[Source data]
* * * * *

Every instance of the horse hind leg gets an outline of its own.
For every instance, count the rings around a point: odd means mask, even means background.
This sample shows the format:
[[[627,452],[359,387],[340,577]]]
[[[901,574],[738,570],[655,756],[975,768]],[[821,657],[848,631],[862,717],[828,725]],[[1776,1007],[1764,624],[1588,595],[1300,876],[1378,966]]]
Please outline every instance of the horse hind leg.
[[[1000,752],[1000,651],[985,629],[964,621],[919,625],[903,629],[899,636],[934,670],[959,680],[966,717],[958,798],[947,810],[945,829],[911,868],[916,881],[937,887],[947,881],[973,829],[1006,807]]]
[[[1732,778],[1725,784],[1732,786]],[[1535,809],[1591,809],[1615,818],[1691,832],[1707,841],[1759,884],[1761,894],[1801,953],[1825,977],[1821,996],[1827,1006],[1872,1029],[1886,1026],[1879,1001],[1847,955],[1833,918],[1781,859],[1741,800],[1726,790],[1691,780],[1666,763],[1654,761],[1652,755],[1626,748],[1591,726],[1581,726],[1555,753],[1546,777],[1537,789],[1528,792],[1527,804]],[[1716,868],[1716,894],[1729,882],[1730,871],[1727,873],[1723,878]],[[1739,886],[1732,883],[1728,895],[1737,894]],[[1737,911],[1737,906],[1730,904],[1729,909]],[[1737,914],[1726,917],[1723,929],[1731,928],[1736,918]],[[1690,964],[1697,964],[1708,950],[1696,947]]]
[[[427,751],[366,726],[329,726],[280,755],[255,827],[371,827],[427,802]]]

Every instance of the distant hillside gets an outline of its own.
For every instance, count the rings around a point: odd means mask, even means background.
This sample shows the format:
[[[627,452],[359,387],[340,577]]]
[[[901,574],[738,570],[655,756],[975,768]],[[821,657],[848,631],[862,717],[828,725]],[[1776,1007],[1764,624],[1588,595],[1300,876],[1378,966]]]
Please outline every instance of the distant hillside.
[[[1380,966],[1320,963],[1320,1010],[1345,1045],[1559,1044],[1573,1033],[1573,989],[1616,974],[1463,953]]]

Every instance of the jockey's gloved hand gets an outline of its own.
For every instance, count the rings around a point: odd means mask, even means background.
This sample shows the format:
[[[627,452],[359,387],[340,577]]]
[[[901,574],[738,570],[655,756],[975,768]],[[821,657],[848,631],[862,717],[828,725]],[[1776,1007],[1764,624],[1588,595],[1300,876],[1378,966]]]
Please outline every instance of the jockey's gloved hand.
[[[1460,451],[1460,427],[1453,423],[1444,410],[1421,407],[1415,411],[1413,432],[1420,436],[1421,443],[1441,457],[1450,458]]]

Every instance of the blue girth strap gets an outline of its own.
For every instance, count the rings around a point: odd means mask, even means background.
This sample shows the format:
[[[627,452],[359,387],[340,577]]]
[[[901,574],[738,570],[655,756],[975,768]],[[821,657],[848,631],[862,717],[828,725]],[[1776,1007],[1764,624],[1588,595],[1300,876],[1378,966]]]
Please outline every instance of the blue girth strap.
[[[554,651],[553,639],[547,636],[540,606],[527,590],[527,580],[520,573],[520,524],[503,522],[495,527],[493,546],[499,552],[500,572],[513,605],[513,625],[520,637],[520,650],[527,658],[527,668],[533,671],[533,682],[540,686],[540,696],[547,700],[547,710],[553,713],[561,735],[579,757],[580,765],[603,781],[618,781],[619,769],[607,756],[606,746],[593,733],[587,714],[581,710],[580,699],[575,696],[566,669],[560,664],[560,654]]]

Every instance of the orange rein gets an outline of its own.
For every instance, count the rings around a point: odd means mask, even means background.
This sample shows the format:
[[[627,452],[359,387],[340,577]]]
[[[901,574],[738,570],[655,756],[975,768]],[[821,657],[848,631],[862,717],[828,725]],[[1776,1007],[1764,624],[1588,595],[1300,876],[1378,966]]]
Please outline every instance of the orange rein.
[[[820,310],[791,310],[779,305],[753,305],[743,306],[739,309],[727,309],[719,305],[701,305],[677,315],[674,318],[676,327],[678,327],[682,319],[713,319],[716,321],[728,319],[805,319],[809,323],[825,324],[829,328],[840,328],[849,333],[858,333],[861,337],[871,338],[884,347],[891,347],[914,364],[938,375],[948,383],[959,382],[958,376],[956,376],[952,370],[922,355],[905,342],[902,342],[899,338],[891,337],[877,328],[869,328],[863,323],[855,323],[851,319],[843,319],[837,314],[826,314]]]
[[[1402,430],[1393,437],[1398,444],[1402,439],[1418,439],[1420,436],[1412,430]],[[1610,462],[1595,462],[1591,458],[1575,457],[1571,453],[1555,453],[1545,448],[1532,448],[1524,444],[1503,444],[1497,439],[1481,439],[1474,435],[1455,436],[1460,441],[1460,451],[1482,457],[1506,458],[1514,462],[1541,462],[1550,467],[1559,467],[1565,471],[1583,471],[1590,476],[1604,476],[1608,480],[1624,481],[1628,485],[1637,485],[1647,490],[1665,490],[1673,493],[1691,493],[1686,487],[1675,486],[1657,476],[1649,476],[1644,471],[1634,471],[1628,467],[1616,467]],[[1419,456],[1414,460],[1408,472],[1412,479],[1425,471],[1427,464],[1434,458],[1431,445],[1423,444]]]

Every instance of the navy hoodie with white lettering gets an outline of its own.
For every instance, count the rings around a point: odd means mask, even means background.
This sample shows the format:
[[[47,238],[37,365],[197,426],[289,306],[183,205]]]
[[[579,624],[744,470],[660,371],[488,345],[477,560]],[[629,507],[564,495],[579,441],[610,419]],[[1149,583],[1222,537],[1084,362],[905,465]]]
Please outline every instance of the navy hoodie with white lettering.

* * * * *

TASK INSTRUCTIONS: Provide the count of lines above containing "gets", without any added words.

ANSWER AREA: 6